Saved data entries:

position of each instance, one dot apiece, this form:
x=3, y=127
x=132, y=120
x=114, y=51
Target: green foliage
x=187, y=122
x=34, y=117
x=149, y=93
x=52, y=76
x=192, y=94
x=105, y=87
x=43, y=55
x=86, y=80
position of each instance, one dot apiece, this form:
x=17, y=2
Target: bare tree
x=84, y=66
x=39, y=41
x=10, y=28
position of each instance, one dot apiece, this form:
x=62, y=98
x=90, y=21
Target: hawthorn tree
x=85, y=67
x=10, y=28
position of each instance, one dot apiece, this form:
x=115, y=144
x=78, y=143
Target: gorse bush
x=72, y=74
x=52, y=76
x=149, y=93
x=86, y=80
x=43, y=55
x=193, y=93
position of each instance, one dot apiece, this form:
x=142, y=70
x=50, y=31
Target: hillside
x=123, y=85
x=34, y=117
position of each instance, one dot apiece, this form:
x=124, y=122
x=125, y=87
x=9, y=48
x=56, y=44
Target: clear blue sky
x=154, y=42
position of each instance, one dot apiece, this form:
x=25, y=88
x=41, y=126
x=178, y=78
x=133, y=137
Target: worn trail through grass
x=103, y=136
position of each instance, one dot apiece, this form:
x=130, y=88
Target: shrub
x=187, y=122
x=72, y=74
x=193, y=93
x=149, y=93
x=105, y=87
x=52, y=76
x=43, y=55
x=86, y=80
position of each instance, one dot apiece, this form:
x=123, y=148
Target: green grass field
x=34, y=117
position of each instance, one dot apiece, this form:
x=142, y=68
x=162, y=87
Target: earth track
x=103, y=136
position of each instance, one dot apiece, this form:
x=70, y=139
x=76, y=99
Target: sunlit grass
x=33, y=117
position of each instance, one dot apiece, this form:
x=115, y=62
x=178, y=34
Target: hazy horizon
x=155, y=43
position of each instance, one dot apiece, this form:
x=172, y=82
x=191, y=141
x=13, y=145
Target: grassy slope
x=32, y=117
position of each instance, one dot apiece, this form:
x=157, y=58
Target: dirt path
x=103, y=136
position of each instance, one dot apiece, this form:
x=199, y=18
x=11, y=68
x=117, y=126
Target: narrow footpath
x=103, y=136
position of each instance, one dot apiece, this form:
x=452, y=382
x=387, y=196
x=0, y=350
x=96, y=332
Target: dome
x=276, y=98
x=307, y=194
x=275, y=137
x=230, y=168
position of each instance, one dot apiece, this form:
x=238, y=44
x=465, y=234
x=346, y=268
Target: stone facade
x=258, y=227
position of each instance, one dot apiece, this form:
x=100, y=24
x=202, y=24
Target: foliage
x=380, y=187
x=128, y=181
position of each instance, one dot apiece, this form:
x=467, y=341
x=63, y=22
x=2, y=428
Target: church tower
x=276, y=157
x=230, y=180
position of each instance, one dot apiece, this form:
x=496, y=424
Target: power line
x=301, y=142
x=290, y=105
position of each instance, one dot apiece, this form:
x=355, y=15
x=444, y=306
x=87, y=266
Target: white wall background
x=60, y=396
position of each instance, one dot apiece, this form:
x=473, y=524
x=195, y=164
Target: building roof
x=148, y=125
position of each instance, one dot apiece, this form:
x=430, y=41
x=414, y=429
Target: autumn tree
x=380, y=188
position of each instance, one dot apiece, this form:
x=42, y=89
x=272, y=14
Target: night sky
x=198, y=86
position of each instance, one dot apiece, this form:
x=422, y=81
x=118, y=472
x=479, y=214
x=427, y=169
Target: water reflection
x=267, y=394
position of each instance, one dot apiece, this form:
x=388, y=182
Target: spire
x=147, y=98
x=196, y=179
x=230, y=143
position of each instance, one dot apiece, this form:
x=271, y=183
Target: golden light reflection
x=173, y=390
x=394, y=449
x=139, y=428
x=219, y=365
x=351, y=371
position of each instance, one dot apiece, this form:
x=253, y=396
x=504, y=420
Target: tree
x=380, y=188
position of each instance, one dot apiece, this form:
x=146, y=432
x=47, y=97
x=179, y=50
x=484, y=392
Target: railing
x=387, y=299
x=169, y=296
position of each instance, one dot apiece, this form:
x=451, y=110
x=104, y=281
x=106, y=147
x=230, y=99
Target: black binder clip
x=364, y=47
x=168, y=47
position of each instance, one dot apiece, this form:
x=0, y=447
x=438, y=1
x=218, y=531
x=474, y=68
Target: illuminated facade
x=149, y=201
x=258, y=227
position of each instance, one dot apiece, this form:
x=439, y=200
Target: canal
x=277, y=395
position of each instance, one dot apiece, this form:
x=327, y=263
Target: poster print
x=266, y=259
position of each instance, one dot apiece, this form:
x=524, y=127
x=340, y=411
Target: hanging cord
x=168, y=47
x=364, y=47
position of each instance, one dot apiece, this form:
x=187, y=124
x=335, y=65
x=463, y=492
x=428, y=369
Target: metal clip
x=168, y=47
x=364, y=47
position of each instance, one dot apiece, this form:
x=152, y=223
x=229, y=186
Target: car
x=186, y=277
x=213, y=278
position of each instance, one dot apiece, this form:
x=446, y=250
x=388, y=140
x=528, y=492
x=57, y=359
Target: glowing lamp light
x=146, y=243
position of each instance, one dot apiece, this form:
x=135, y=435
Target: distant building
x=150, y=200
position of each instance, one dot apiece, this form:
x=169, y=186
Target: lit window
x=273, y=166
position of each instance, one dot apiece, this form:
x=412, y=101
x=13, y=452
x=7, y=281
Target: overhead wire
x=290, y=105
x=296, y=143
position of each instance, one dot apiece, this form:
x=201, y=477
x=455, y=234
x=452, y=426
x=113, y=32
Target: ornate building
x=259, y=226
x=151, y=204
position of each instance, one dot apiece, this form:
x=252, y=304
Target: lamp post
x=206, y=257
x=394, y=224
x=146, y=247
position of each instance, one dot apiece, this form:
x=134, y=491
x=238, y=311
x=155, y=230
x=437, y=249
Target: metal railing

Task: Print out the whole listing exactly as it appears.

Answer:
position of each instance, one dot apiece, this form:
x=3, y=127
x=132, y=120
x=114, y=51
Target: green foliage
x=187, y=122
x=34, y=117
x=149, y=93
x=52, y=76
x=192, y=94
x=105, y=87
x=43, y=55
x=86, y=80
position of each instance, one dot apiece, this form:
x=17, y=2
Target: bare tree
x=84, y=66
x=39, y=41
x=10, y=28
position of each instance, one dot apiece, this form:
x=62, y=98
x=90, y=21
Target: hawthorn tree
x=85, y=67
x=10, y=28
position of each instance, one dot apiece, this form:
x=115, y=144
x=78, y=143
Target: gorse bush
x=72, y=74
x=52, y=76
x=149, y=93
x=86, y=80
x=43, y=55
x=193, y=93
position of each instance, one dot apiece, this form:
x=142, y=70
x=50, y=31
Target: hillside
x=123, y=85
x=34, y=117
position of each instance, one dot apiece, this form:
x=124, y=122
x=125, y=87
x=9, y=48
x=56, y=44
Target: clear blue sky
x=154, y=42
position of each instance, one dot apiece, this form:
x=25, y=88
x=41, y=126
x=178, y=78
x=133, y=137
Target: worn trail through grass
x=103, y=136
position of each instance, one dot apiece, this form:
x=130, y=88
Target: shrub
x=187, y=122
x=72, y=74
x=193, y=93
x=149, y=93
x=105, y=87
x=52, y=76
x=43, y=55
x=86, y=80
position of each instance, one dot apiece, this form:
x=123, y=148
Target: green grass field
x=34, y=117
position of each instance, one dot apiece, this form:
x=142, y=68
x=162, y=87
Target: earth track
x=103, y=136
position of each instance, one dot apiece, this form:
x=70, y=139
x=76, y=99
Target: sunlit grass
x=33, y=117
position of each instance, one dot apiece, this form:
x=115, y=62
x=178, y=34
Target: hazy horizon
x=155, y=43
position of each instance, one dot apiece, this form:
x=172, y=82
x=191, y=141
x=13, y=145
Target: grassy slope
x=32, y=117
position of each instance, one dot apiece, this form:
x=157, y=58
Target: dirt path
x=103, y=136
position of each instance, one dot apiece, this form:
x=199, y=18
x=11, y=68
x=117, y=126
Target: narrow footpath
x=103, y=136
position of each instance, one dot apiece, this form:
x=452, y=382
x=387, y=196
x=0, y=350
x=96, y=332
Target: dome
x=276, y=98
x=307, y=194
x=275, y=137
x=230, y=168
position of each instance, one dot apiece, this form:
x=238, y=44
x=465, y=234
x=346, y=268
Target: stone facade
x=258, y=227
position of each instance, one dot apiece, this form:
x=100, y=24
x=202, y=24
Target: foliage
x=380, y=187
x=128, y=181
position of each instance, one dot apiece, this form:
x=467, y=341
x=63, y=22
x=2, y=428
Target: church tower
x=276, y=157
x=230, y=180
position of each instance, one dot apiece, this form:
x=496, y=424
Target: power line
x=301, y=142
x=290, y=105
position of each instance, one dot apiece, this form:
x=355, y=15
x=444, y=306
x=87, y=266
Target: white wall background
x=60, y=396
position of each instance, one dot apiece, this form:
x=473, y=524
x=195, y=164
Target: building roof
x=148, y=125
position of each instance, one dot apiece, this form:
x=430, y=41
x=414, y=429
Target: autumn tree
x=380, y=188
position of each instance, one dot apiece, this form:
x=42, y=89
x=272, y=14
Target: night sky
x=198, y=86
position of each instance, one dot apiece, this form:
x=422, y=81
x=118, y=472
x=479, y=214
x=427, y=169
Target: water reflection
x=267, y=394
position of each instance, one dot apiece, this form:
x=388, y=182
Target: spire
x=147, y=98
x=196, y=179
x=230, y=143
position of each instance, one dot apiece, this form:
x=271, y=183
Target: golden light reflection
x=173, y=390
x=394, y=449
x=139, y=428
x=219, y=365
x=351, y=371
position of each instance, one dot apiece, this form:
x=253, y=396
x=504, y=420
Target: tree
x=380, y=188
position of each instance, one dot apiece, this form:
x=146, y=432
x=47, y=97
x=179, y=50
x=484, y=392
Target: railing
x=387, y=299
x=169, y=296
position of each instance, one dot apiece, this form:
x=451, y=110
x=104, y=281
x=106, y=147
x=230, y=99
Target: black binder clip
x=364, y=47
x=168, y=47
position of each instance, one dot apiece, this form:
x=0, y=447
x=438, y=1
x=218, y=531
x=474, y=68
Target: illuminated facade
x=149, y=201
x=258, y=227
position of each instance, one dot apiece, this form:
x=439, y=200
Target: canal
x=277, y=395
position of each instance, one dot apiece, this form:
x=327, y=263
Target: poster print
x=266, y=259
position of each instance, one dot apiece, this form:
x=524, y=127
x=340, y=411
Target: hanging cord
x=168, y=47
x=364, y=47
position of each instance, one dot apiece, this form:
x=187, y=124
x=335, y=65
x=463, y=492
x=428, y=369
Target: metal clip
x=168, y=47
x=364, y=47
position of each instance, one dot apiece, this form:
x=152, y=223
x=229, y=186
Target: car
x=186, y=277
x=213, y=278
position of each instance, one dot apiece, this form:
x=446, y=250
x=388, y=140
x=528, y=492
x=57, y=359
Target: glowing lamp light
x=146, y=243
position of each instance, one dot apiece, this form:
x=135, y=435
Target: distant building
x=150, y=200
position of each instance, one dot apiece, this form:
x=169, y=186
Target: lit window
x=273, y=166
position of each instance, one dot apiece, this form:
x=412, y=101
x=13, y=452
x=7, y=281
Target: overhead wire
x=290, y=105
x=296, y=143
position of each instance, one dot apiece, this form:
x=201, y=477
x=455, y=234
x=452, y=426
x=113, y=32
Target: ornate building
x=259, y=226
x=151, y=204
position of each instance, one dot apiece, this form:
x=252, y=304
Target: lamp post
x=206, y=257
x=394, y=224
x=146, y=247
position of each instance, one dot apiece, this form:
x=134, y=491
x=238, y=311
x=155, y=230
x=437, y=249
Target: metal railing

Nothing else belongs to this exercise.